> _Source extract_:
The vehicle has the 3.4L engine. I just did the lower intake gasket, and it ran completely normal. I forgot the 1 nut that secures the heater hose into the thermostat housing, it blew off throwing coolant everywhere. So all I did is take of the tube from the throttle body to the air filter. and the tube running back to the rear valve cover. Installed nut and reassembled. Now the rpm pegs at about 3K-3.5K in park and neutral, about 1.6K in Drive or Reverse. My first thought was vacuum leak, I smoked this way 6 ways to Sunday and cant find any smoke leaking anywhere. I unplugged all vacuum lines to intake while running, rpm goes to about 4k, plugged it with the finger and the rpm goes back to 3.5K telling me the hoses aren't disconnected. I can open the purge valve and idle increases, I can open the egr valve and idle decreases. I own a snapon verus edge. I have live data I can provide while the vehicle is in Park, Drive, and Cold.  any thoughts on what I F*&#ed up?

 

Edit-

     Also no codes or check engine light.

> _Provided data_:
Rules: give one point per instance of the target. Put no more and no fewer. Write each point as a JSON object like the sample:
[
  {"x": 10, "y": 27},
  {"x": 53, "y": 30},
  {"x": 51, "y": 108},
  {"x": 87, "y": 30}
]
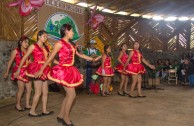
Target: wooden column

> _Actions to take_:
a) In the post about the engine, what RPM does the engine reach in Drive or Reverse?
b) Copy the listing above word for word, but leave out the picture.

> _Responses to the tasks_:
a) About 1.6K.

b)
Rules: give one point per instance of the target. Put no more and no fewer. Write each point as a JSON object like the sample:
[
  {"x": 10, "y": 27},
  {"x": 53, "y": 30},
  {"x": 51, "y": 108},
  {"x": 87, "y": 30}
]
Target: wooden column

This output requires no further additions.